§ **Required work**: The word "lavender" occurs in some lines of the data. Return each such line.
** Listed entries follows **
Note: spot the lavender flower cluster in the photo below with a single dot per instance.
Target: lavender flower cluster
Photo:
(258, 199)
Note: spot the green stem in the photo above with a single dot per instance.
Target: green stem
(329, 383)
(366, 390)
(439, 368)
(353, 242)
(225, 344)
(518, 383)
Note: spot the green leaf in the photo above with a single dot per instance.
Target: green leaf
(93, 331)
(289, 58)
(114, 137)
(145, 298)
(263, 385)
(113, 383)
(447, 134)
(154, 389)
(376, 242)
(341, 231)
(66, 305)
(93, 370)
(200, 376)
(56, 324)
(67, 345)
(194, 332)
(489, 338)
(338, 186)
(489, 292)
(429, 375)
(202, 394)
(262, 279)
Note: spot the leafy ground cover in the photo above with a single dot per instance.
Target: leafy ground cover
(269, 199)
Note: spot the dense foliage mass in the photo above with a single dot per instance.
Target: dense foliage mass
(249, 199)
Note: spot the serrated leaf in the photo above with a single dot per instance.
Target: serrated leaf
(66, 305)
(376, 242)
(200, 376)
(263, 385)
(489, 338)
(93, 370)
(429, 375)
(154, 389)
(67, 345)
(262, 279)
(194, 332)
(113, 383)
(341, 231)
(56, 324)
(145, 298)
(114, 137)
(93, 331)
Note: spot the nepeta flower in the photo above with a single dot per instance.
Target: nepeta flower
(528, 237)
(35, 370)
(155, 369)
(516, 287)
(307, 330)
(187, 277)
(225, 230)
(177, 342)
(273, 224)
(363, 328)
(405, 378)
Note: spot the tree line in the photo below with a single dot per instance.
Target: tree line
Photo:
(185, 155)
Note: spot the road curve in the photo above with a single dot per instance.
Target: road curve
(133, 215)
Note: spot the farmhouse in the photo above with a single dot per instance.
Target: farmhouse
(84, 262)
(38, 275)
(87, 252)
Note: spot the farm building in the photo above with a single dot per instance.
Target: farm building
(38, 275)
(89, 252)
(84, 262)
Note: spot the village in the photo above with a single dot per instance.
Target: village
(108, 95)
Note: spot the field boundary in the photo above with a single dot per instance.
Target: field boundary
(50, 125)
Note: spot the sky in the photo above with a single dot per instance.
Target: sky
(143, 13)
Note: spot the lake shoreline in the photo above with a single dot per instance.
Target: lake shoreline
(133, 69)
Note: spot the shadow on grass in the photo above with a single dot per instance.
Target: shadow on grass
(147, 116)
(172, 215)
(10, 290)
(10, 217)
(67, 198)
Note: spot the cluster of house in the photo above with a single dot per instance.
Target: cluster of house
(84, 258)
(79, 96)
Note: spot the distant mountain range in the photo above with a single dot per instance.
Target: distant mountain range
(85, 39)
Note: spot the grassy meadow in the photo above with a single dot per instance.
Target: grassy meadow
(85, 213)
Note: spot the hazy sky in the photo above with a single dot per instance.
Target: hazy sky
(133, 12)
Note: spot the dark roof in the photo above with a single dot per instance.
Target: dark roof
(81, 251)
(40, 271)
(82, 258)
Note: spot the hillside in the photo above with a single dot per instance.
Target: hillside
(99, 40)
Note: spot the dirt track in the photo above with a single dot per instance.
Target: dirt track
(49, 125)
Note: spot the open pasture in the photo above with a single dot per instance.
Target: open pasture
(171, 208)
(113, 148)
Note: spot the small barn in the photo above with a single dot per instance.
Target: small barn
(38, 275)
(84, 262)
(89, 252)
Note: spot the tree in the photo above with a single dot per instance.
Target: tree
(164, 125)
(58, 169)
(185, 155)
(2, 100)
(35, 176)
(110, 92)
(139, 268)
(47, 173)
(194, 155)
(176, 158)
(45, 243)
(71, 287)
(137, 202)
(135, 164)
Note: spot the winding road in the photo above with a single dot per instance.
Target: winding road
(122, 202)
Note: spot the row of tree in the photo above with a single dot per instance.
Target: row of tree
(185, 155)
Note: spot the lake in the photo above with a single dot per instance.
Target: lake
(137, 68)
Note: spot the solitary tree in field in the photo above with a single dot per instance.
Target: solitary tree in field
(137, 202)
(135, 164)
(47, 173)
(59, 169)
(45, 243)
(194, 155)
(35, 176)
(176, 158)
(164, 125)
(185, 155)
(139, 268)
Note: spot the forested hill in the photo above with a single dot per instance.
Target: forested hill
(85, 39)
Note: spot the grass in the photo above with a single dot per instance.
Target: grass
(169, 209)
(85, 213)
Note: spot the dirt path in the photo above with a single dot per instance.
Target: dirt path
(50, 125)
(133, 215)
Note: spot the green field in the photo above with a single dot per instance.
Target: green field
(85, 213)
** End of Listed entries **
** Listed entries follows **
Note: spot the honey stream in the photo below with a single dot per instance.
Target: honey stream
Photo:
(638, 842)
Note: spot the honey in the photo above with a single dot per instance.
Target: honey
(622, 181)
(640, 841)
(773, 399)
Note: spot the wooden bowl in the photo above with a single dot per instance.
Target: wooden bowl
** End of Listed entries **
** Listed entries follows **
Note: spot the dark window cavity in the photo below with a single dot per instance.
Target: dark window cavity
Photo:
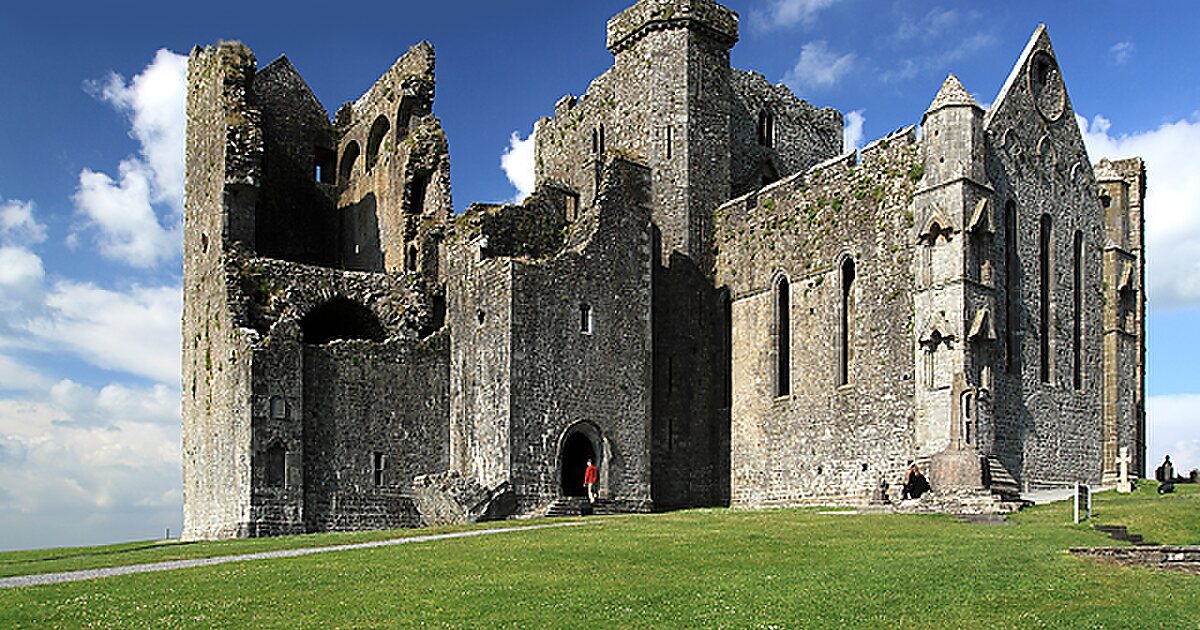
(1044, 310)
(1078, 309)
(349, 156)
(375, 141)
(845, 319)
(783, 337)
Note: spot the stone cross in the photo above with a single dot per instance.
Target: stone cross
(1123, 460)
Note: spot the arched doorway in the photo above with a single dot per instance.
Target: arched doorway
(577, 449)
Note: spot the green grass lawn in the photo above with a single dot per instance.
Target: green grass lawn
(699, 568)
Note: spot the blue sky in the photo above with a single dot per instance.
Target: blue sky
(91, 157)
** End of Listed entries **
§ **The completed task**:
Note: spot the lavender flower cluster in the photo below with a single dot per instance.
Target: lavender flower cluster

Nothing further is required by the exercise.